* _WHAT IS ASKED_
In the Birth of Joy review, rewrite the passage starting with "Prisoner: 2014" and going on through "hit the speakers.", changing "kettles" to "teapots".
━━━ READING PASSAGE
The Bodhisattva Beat
Music and Life

Birth of Joy: Prisoner

BOJ-prisoner-LR-vierkant-500x500

Prisoner: 2014

Raindrops on roses and whiskers on kittens

Bright copper kettles and warm woolen mittens

Sweet Hammond organ grooves and rough guitar strings

These are a few of my favorite things

Yes we have heard the classic organ and metal guitar combo before. It began in the era of Deep Purple and Atomic Rooster. Modern day standard bearers like Bigelf and Cosmic Nomads have kept it alive. I was really into Cosmic Nomads when I first heard “Vultress” and assisted in getting them added to Prog Archives. But it was nothing compared to how Birth of Joy grabbed me when “Prisoner” hit the speakers.

“H.T.,” you may ask, “what’s so special about this one? You said we have heard it before.” True, all the classic elements, including an infusion of the psychedelic and prog rock excess remains intact. A case like this deserves to be broken down. First, can the band even pull off an acceptable copy of the masters? Check. Next, can they write a good song? Check. Finally, can they rock your socks off? Hells yeah!!! Sounds good enough already right? Sure if a band wants to be nothing more than a good retro act. This trio from the Netherlands decided to thrown in some Hives attitude, INXS swagger and are surely fans of ‘90s Seattle grunge.
━━━━━━
━━━ RECORD LIST
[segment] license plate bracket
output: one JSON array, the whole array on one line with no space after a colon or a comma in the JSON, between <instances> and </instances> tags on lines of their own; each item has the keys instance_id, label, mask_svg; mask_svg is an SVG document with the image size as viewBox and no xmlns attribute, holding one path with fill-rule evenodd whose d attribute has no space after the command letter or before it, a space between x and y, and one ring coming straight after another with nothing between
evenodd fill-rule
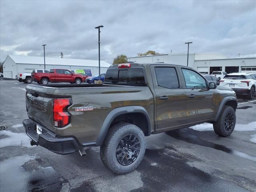
<instances>
[{"instance_id":1,"label":"license plate bracket","mask_svg":"<svg viewBox=\"0 0 256 192\"><path fill-rule=\"evenodd\" d=\"M38 135L40 135L40 134L42 134L42 128L37 125L36 125L36 134Z\"/></svg>"}]
</instances>

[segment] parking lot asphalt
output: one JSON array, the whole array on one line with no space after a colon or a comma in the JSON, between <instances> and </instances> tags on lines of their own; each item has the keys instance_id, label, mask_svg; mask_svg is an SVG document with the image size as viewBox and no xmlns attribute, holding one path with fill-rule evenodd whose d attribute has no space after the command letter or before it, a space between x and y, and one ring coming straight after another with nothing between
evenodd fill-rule
<instances>
[{"instance_id":1,"label":"parking lot asphalt","mask_svg":"<svg viewBox=\"0 0 256 192\"><path fill-rule=\"evenodd\" d=\"M0 123L7 127L0 131L1 192L256 191L256 100L238 98L229 137L208 124L151 135L138 167L117 175L101 162L99 147L81 157L30 146L22 124L26 85L0 80Z\"/></svg>"}]
</instances>

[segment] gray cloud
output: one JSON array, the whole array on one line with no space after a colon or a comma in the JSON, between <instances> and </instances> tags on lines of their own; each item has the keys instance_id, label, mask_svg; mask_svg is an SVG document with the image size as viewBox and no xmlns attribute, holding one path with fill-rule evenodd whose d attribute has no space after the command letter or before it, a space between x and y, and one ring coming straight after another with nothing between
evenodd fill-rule
<instances>
[{"instance_id":1,"label":"gray cloud","mask_svg":"<svg viewBox=\"0 0 256 192\"><path fill-rule=\"evenodd\" d=\"M0 2L0 60L8 54L97 60L154 50L256 56L255 1Z\"/></svg>"}]
</instances>

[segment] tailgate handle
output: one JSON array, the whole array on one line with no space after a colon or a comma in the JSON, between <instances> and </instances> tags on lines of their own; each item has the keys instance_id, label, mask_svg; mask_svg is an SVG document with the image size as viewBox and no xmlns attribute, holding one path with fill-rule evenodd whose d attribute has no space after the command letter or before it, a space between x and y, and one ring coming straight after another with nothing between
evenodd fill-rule
<instances>
[{"instance_id":1,"label":"tailgate handle","mask_svg":"<svg viewBox=\"0 0 256 192\"><path fill-rule=\"evenodd\" d=\"M35 97L37 97L39 96L39 95L38 93L33 92L31 92L31 95Z\"/></svg>"},{"instance_id":2,"label":"tailgate handle","mask_svg":"<svg viewBox=\"0 0 256 192\"><path fill-rule=\"evenodd\" d=\"M162 97L159 97L159 99L162 100L164 100L166 99L169 99L169 97L164 96L163 96Z\"/></svg>"},{"instance_id":3,"label":"tailgate handle","mask_svg":"<svg viewBox=\"0 0 256 192\"><path fill-rule=\"evenodd\" d=\"M191 94L191 95L188 96L188 97L189 98L194 98L195 97L196 97L196 95Z\"/></svg>"}]
</instances>

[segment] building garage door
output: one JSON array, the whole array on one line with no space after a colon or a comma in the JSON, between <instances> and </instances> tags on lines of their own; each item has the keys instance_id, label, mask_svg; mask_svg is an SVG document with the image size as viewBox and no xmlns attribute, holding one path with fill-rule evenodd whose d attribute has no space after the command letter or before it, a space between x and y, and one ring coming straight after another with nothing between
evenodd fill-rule
<instances>
[{"instance_id":1,"label":"building garage door","mask_svg":"<svg viewBox=\"0 0 256 192\"><path fill-rule=\"evenodd\" d=\"M255 73L256 72L256 66L241 67L241 72L244 73Z\"/></svg>"},{"instance_id":2,"label":"building garage door","mask_svg":"<svg viewBox=\"0 0 256 192\"><path fill-rule=\"evenodd\" d=\"M208 67L198 67L197 70L202 74L208 74Z\"/></svg>"}]
</instances>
━━━━━━
* _TASK OUTPUT_
Prisoner: 2014

Raindrops on roses and whiskers on kittens

Bright copper teapots and warm woolen mittens

Sweet Hammond organ grooves and rough guitar strings

These are a few of my favorite things

Yes we have heard the classic organ and metal guitar combo before. It began in the era of Deep Purple and Atomic Rooster. Modern day standard bearers like Bigelf and Cosmic Nomads have kept it alive. I was really into Cosmic Nomads when I first heard “Vultress” and assisted in getting them added to Prog Archives. But it was nothing compared to how Birth of Joy grabbed me when “Prisoner” hit the speakers.